» Study text:

In June, I noted that the Supreme Court’s decision in FDA v. AHM might result in an uptick in election law cases where plaintiffs would lose cases for lack of standing for plaintiffs who claimed a “diversion of resources” theory of injury, often citing a case called Havens Realty. In July, I noted this happened quickly in some courts. Last week, a Ninth Circuit panel in Arizona Alliance for Retired Americans v. Mayes tossed one claim under FDA v. AHM, with a divided panel questioning the future of FDA v. AHM for standing doctrine. (The panel also found against the plaintiffs on the merits of another claim unanimously.) The claim related to an Arizona law, which is, as the majority put it, “a provision that allows the cancellation of a voter’s registration if a county receives ‘confirmation from another county’ that the voter has moved and is registered in that new county (‘Cancellation Provision’).” If it stands, it could have significant consequences, in election law cases and beyond, in a large part of the federal judiciary.
Judge Lee, joined by Judge Collins, wrote (lightly edited):
We have often said that Havens Realty does not allow organizations to vindicate abstract interests or spend their way into Article III standing, but our cases have been less clear, and often conflicting, on what then a plaintiff must do to show injury. See Nielsen v. Thornell, 101 F.4th 1164, 1181–82 (9th Cir. 2024) (Collins, J., dissenting) (arguing for a narrow reading of our confusing precedents, many of which “applied Havens Realty in summary fashion” and with “no detailed analysis”). So in practice, we often paid lip service to a more stringent standing requirement, but many of our cases seemed effectively to allow plaintiffs to assert standing merely by expending resources in furtherance of “strong moral, ideological, or policy objection[s] to a government action.” Hippocratic Medicine, 602 U.S. at 381.

» To do:
A – In the standing commentary, what does Arizona's Cancellation Provision allow?
B – In the standing commentary, why had the Ninth Circuit's cases, by Judge Lee's account, effectively let plaintiffs assert standing merely by spending resources?
C – Continue the standing commentary from its last sentence.
The saved entries that come after this point have no role in this exercise.

(Saved entries)
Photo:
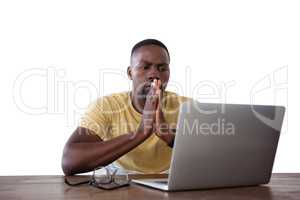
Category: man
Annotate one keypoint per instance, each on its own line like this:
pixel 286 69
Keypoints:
pixel 135 128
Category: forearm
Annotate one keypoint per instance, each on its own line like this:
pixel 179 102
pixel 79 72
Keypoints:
pixel 168 137
pixel 85 156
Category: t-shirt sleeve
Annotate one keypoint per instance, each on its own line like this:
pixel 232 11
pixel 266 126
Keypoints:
pixel 97 118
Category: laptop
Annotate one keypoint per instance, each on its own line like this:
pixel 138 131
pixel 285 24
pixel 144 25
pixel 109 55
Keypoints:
pixel 222 145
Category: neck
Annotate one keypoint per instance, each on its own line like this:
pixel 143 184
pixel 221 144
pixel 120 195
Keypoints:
pixel 137 103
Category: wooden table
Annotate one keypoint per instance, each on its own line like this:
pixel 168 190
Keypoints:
pixel 282 186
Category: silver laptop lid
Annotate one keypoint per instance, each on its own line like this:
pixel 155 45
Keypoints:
pixel 219 145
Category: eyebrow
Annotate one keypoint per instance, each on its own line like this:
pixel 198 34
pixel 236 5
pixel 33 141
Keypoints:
pixel 146 62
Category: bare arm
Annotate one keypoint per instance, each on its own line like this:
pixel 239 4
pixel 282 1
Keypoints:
pixel 85 151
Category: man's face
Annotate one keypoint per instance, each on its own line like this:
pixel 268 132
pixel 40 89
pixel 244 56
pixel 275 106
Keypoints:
pixel 148 63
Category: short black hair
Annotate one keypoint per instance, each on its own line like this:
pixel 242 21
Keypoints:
pixel 149 42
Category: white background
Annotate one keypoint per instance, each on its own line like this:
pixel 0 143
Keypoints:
pixel 57 56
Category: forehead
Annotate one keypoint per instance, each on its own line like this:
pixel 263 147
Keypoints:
pixel 151 54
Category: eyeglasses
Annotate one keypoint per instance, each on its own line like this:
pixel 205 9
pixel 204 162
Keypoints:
pixel 105 178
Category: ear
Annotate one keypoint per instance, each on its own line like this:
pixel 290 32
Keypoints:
pixel 129 72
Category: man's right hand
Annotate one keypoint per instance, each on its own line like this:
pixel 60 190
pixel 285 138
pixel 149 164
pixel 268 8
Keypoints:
pixel 148 119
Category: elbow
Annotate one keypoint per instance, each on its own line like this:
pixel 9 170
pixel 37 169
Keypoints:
pixel 66 163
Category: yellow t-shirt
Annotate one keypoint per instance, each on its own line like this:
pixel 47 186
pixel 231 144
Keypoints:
pixel 114 115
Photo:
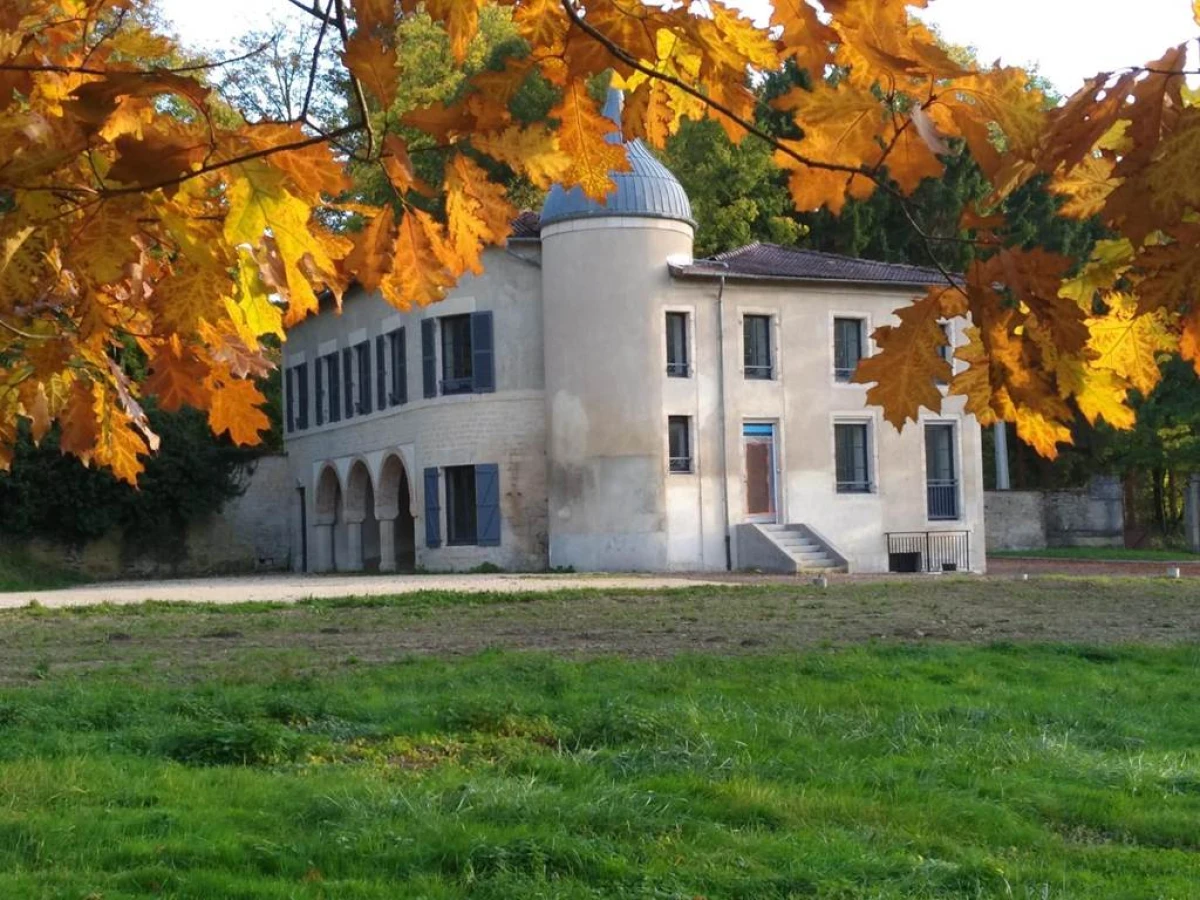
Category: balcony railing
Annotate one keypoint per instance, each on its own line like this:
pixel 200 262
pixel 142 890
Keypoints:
pixel 943 499
pixel 929 551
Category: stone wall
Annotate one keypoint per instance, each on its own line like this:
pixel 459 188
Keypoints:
pixel 251 533
pixel 1032 520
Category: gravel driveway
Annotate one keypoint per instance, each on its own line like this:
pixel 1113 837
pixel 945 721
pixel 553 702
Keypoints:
pixel 289 588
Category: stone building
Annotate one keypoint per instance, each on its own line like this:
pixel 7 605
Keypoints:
pixel 600 400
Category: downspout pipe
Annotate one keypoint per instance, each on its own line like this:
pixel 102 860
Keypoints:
pixel 725 424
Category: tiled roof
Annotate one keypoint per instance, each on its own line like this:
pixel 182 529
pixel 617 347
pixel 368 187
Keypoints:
pixel 769 262
pixel 526 225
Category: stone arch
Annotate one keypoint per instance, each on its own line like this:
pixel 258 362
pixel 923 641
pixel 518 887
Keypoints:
pixel 328 514
pixel 329 496
pixel 359 489
pixel 394 508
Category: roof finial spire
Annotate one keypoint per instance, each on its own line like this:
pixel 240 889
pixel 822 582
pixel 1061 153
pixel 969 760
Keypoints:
pixel 613 106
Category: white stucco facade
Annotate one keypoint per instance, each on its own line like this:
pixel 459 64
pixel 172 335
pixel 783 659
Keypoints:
pixel 528 415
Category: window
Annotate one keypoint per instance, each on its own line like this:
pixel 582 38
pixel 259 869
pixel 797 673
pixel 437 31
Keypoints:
pixel 847 347
pixel 756 340
pixel 941 478
pixel 852 454
pixel 399 367
pixel 947 351
pixel 348 381
pixel 381 373
pixel 289 397
pixel 461 514
pixel 363 355
pixel 319 375
pixel 456 357
pixel 679 443
pixel 677 346
pixel 335 387
pixel 303 396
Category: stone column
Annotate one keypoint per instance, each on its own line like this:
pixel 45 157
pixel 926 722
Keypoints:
pixel 1192 510
pixel 323 551
pixel 387 545
pixel 354 546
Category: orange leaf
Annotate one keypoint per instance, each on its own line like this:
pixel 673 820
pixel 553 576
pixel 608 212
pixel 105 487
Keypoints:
pixel 235 409
pixel 373 65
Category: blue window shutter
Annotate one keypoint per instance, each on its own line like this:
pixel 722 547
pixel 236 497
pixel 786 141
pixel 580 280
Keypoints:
pixel 432 510
pixel 319 375
pixel 401 363
pixel 303 396
pixel 335 388
pixel 364 351
pixel 483 364
pixel 430 357
pixel 381 375
pixel 348 381
pixel 289 377
pixel 487 505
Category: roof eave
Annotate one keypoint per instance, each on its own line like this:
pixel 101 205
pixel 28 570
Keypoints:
pixel 685 271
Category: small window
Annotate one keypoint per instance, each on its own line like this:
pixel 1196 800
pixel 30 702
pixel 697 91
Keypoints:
pixel 318 372
pixel 462 517
pixel 678 365
pixel 756 340
pixel 335 385
pixel 399 367
pixel 456 355
pixel 852 457
pixel 303 396
pixel 679 443
pixel 946 351
pixel 289 397
pixel 941 472
pixel 847 347
pixel 363 357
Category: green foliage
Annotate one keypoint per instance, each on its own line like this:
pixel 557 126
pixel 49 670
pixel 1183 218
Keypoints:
pixel 883 772
pixel 53 496
pixel 736 190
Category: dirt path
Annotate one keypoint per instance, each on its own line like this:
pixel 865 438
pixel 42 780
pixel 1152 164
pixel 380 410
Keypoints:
pixel 289 588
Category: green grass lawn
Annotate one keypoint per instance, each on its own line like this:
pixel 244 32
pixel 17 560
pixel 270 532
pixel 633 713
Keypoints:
pixel 1103 553
pixel 187 756
pixel 19 573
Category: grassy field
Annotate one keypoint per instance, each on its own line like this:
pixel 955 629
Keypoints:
pixel 1101 553
pixel 351 750
pixel 19 573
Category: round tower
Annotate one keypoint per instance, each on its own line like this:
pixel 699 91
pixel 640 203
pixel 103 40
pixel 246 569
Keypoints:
pixel 605 283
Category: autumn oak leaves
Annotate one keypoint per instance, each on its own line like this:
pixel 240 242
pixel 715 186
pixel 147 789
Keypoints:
pixel 139 217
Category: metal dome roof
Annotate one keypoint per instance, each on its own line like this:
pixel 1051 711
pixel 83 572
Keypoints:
pixel 647 191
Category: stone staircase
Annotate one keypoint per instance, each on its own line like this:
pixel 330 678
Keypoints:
pixel 786 549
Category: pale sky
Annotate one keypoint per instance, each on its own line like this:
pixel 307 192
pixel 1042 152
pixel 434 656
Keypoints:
pixel 1066 40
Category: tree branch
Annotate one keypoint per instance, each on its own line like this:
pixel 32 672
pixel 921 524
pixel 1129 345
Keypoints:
pixel 316 63
pixel 871 174
pixel 203 171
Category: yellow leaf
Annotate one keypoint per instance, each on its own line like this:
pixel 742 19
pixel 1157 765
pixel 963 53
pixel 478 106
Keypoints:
pixel 371 258
pixel 533 151
pixel 909 366
pixel 178 378
pixel 1128 343
pixel 420 271
pixel 582 137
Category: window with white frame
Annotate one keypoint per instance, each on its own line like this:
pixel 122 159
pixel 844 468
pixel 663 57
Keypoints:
pixel 679 444
pixel 852 456
pixel 941 472
pixel 678 359
pixel 759 355
pixel 849 343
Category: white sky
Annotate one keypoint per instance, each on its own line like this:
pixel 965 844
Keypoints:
pixel 1066 40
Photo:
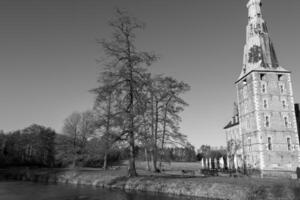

» Answers by task:
A – It allows a voter's registration to be canceled if a county receives confirmation from another county that the voter has moved and is registered in that new county.

B – The court's cases had been less clear, and often conflicting, on what a plaintiff must do to show injury, and many had applied Havens Realty in summary fashion with no detailed analysis. As a result, the court paid lip service to a more stringent standing requirement while in practice allowing plaintiffs to establish standing by expending resources in pursuit of strong moral, ideological, or policy objections to a government action.

C –
But as the Supreme Court has now clarified, Havens Realty never discussed frustrating an abstract organizational mission—it discussed the direct impact of racial steering on HOME’s “core business activities.” In loosely characterizing Havens Realty as a case about missions and goals, our cases lost sight of that crucial limitation. . . .
. . . In other words, our case law has suggested that an organization suffers cognizable harm because it voluntarily spends money to further its goals.
Many judges on this circuit have highlighted how this circuit’s expansion of Havens Realty went astray. . . . After the Supreme Court’s decision in Hippocratic Medicine, we can no longer follow our overbroad reading of Havens Realty. . . .
. . . These precedents are thus irreconcilable with Hippocratic Medicine—and thus overruled. . . .
The plaintiffs have not shown they have standing to challenge the Cancellation Provision. The plaintiffs speculate that they might in the future need to divert resources because the Cancellation Provision could cause voters’ current registrations—rather than old, outdated registrations—to be cancelled. And the plaintiffs allege that this interferes with their mission to encourage minority voter registration. This conjecture-laden theory is insufficient under Article III.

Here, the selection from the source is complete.